• _TEXTAUSZUG_
-*-
Erinnerungen aus meiner Jugendzeit
aus seinem Nachlaß

 

Ein wichtiges Ereignis meiner Kinderzeit war das Hochwasser vom 1. zum 2. August 1858; es hatte schon vorher mehrere Tage unablässig geregnet. Mein Onkel Josef Wagner kam am 1. August in der Dämmerung zu meinen Eltern auf Besuch, konnte aber wegen des inzwischen sehr hoch gewordenen Hochwassers, welches das Haus rings umschwemmte, nicht nach Hause gehen. Nach 3 Uhr morgens wurde der Zustand so bedenklich, daβ mein Vater mit dem Gewehr Notschüsse abgab. Die Nachbarn gewannen den Bauern Anton Staatz, daβ er vom Sieberhause mit den Pferden zu uns reite, um uns aus dem bedrohten Hause herauszuholen. Die Pferde versagten, gingen nicht ins Wasser. Die Wassermengen lieβen gegen 6 Uhr etwas nach. Nachbar Sieber kam aus der Richtung von der Fabrik zu uns, nahm mich auf den Rücken, mein kleiner Bruder wurde in einem Tragkorbe von Onkel Josef getragen, und so ging es ganz gegen den Wasserstrom über die Sieberwiese heraus. Mein Groβvater lief mit Onkel Ignaz am oberen Wege sorgenvoll auf und ab, ohne Hilfe bringen zu können. Wir wurden beim Groβvater einlogiert und schliefen in der Stube. Mein Groβvater war mir sehr gewogen, so oft ich ihn besuchte, holte er aus seinem Wandschränkl ein Butterhörnl und schenkte es mir.
-*-
• _AUFGEFÜHRTE EINTRÄGE_
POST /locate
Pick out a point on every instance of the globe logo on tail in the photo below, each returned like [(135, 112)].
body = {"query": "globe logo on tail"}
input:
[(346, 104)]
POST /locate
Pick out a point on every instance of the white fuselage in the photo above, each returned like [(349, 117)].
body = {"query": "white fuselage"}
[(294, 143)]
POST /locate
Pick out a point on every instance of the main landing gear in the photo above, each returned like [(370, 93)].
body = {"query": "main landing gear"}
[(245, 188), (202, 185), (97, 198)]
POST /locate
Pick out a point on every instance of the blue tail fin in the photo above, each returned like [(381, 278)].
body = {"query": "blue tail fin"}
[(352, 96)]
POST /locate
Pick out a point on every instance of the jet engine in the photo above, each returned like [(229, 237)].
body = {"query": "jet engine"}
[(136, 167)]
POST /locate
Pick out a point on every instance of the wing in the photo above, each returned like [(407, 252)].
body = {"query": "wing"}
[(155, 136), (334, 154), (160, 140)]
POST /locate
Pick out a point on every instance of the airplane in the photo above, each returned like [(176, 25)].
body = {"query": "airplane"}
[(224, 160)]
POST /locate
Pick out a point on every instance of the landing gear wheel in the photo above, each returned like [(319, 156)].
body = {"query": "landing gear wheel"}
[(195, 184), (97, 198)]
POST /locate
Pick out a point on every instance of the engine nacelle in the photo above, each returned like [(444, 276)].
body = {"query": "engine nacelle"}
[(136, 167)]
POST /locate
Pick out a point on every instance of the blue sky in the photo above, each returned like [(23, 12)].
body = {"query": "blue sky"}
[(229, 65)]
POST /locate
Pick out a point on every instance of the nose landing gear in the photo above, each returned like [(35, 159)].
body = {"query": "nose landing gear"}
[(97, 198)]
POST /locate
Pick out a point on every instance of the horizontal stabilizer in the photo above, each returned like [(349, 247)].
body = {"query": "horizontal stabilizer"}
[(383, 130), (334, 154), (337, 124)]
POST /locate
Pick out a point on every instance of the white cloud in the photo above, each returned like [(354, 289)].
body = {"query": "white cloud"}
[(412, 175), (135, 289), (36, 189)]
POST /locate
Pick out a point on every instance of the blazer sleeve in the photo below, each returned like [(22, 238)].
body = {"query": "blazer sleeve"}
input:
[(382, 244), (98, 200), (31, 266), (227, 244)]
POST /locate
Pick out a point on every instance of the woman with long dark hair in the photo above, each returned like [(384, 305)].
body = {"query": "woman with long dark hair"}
-*-
Schreiben Sie die Jugenderinnerungen an das Hochwasser von 1858 vollständig und zeichengenau ab.

• _LÖSUNG_
Erinnerungen aus meiner Jugendzeit
aus seinem Nachlaß

 

Ein wichtiges Ereignis meiner Kinderzeit war das Hochwasser vom 1. zum 2. August 1858; es hatte schon vorher mehrere Tage unablässig geregnet. Mein Onkel Josef Wagner kam am 1. August in der Dämmerung zu meinen Eltern auf Besuch, konnte aber wegen des inzwischen sehr hoch gewordenen Hochwassers, welches das Haus rings umschwemmte, nicht nach Hause gehen. Nach 3 Uhr morgens wurde der Zustand so bedenklich, daβ mein Vater mit dem Gewehr Notschüsse abgab. Die Nachbarn gewannen den Bauern Anton Staatz, daβ er vom Sieberhause mit den Pferden zu uns reite, um uns aus dem bedrohten Hause herauszuholen. Die Pferde versagten, gingen nicht ins Wasser. Die Wassermengen lieβen gegen 6 Uhr etwas nach. Nachbar Sieber kam aus der Richtung von der Fabrik zu uns, nahm mich auf den Rücken, mein kleiner Bruder wurde in einem Tragkorbe von Onkel Josef getragen, und so ging es ganz gegen den Wasserstrom über die Sieberwiese heraus. Mein Groβvater lief mit Onkel Ignaz am oberen Wege sorgenvoll auf und ab, ohne Hilfe bringen zu können. Wir wurden beim Groβvater einlogiert und schliefen in der Stube. Mein Groβvater war mir sehr gewogen, so oft ich ihn besuchte, holte er aus seinem Wandschränkl ein Butterhörnl und schenkte es mir.